----- Provided passage

Monday, August 18, 2008

Bumps in the road, the Road to Remission

I can tell already that coming down on the prednisone is going to be a bumpy road. I have been on it for at least ten years, with about 30 mg per day being my high dosage I would go to, and never lower than 15 mg, usually 20 mg being the lowest I could go when the symptoms would emerge again, but between 15 mg and 20 mg being the juggling arena, vying for the point at which I could tolerate it, at that particular dosing level before settling on the best, desired, most effective dose.

Early on, we did not know precisely what we were dealing with in treating me, only that it was another autoimmune problem to add to the others, therefore did not know I was needing the prednisone precisely for the Myasthenia Gravis, and we would stop it whenever the symptoms improved, trying to spare me the prednisone side effects, when in actuality, what I was needing was to remain on it. The prednisone side effects had already crept upon me, though; it was too late to forestall that. The diabetes with diabetic complications were already upon me in no less than the form of severe peripheral and autonomic neuropathy. This was in the late '90s and early 2000s, bursting between 2000 to 2002 when the diabetes showed up unexpectedly.

When my diagnosis by Dr. Connie Smith, ophthalmologist, was confirmed with the ptosis, Dr. Franklin already had me on the correct dosage for MG. With the addition of the Mestinon, I was able to see some improvements in some areas (with even the lowest dosage, I excitedly told my neurologist, Dr. Saeed that I could write for the first time in several years; Ashley had been writing checks and signing my name for me, though my eyesight was still impaired - I went into an appointment with him with my eyes taped open to show him how I had to do it to be able to see, especially to see to read), until February '07 when I had a viral infection and experienced an MG crisis. However, not being really knowledgeable of MG, my focus was more on the diabetes, and my continued diabetic lows, one life-threatening, rather than the total weakness brought on by the MG, with the severe swallowing and breathing problems where I was able to only get down sips at a time.

----------
----- Material supplied

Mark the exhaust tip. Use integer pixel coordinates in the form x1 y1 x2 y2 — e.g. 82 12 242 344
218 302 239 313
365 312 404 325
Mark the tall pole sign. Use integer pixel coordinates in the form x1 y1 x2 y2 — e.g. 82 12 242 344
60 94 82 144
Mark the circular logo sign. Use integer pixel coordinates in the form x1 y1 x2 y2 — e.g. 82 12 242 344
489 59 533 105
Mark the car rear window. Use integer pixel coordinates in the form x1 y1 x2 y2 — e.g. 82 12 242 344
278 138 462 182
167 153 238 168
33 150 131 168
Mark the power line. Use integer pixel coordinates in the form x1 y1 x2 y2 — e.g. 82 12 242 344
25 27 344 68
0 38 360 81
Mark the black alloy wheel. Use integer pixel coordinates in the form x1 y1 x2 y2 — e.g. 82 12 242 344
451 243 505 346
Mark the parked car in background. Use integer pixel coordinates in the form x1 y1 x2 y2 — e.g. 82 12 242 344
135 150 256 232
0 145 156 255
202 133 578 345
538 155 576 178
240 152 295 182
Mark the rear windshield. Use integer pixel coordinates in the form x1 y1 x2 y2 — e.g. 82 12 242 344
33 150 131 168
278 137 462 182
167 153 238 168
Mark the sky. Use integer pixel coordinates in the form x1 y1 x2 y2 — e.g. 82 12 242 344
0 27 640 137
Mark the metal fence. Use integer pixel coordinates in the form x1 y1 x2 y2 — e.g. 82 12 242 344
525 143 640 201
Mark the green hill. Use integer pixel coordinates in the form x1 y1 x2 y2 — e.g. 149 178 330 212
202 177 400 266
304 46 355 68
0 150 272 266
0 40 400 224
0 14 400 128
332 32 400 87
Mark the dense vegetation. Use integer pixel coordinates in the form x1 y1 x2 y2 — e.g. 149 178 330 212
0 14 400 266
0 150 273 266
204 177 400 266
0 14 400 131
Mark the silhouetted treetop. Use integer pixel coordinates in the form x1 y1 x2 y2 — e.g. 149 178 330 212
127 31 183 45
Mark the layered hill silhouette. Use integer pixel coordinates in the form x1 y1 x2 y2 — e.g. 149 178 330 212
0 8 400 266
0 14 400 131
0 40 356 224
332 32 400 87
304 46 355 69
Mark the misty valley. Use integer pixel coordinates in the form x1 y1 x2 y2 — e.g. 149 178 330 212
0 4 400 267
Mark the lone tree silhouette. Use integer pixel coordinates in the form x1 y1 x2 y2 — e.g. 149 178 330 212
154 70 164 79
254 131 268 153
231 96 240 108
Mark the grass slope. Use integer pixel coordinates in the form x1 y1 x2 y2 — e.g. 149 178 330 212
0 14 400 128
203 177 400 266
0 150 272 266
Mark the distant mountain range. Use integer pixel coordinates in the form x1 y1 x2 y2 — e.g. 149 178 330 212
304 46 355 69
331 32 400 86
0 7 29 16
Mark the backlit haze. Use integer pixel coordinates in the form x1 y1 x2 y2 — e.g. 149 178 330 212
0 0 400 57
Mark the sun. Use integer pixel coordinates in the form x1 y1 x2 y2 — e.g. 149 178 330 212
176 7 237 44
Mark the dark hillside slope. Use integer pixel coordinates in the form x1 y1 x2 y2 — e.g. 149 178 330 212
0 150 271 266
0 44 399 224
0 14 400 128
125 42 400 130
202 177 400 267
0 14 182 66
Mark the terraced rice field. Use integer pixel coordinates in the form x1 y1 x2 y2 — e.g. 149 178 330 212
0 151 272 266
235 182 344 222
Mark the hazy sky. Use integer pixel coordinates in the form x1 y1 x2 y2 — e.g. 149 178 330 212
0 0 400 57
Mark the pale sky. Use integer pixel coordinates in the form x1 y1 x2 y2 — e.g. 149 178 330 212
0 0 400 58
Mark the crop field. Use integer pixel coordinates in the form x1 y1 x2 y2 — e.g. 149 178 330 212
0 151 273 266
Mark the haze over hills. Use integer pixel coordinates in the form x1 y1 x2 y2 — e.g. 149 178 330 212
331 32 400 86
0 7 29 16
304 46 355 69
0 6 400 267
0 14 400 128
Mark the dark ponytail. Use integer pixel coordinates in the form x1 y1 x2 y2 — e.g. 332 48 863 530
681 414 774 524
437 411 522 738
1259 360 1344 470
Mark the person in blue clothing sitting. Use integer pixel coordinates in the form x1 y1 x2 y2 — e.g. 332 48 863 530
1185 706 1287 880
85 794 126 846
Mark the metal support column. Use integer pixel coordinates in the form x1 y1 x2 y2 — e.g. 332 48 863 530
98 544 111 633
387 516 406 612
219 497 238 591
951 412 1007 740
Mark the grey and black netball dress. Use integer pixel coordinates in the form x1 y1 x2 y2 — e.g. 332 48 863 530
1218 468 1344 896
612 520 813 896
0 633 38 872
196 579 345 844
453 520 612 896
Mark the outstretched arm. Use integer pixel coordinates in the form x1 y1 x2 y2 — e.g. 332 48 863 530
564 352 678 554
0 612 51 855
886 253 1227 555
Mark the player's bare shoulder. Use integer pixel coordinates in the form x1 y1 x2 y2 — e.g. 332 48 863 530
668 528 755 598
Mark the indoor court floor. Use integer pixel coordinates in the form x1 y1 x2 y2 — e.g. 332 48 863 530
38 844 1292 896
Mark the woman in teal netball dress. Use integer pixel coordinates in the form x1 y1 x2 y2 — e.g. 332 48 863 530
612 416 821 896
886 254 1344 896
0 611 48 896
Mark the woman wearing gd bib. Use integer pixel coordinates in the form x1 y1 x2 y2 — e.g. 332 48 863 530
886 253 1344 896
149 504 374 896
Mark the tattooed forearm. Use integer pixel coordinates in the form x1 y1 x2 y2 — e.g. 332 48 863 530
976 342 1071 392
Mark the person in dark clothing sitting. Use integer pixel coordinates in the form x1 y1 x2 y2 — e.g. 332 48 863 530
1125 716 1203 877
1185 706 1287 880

----------

Can you condense the paragraph of the blog post that begins "Early on, we did not know" into a short bulleted list that keeps its main facts?

Finished task ::
- At first the exact condition being treated was unknown, only that it was another autoimmune problem added to the others.
- No one knew the prednisone was needed specifically for Myasthenia Gravis, so it was stopped whenever symptoms improved to spare its side effects, though staying on it was what was needed.
- By then the side effects had already set in, too late to prevent.
- Diabetes with complications, in the form of severe peripheral and autonomic neuropathy, had already developed.
- This happened in the late '90s and early 2000s, and the diabetes appeared unexpectedly between 2000 and 2002.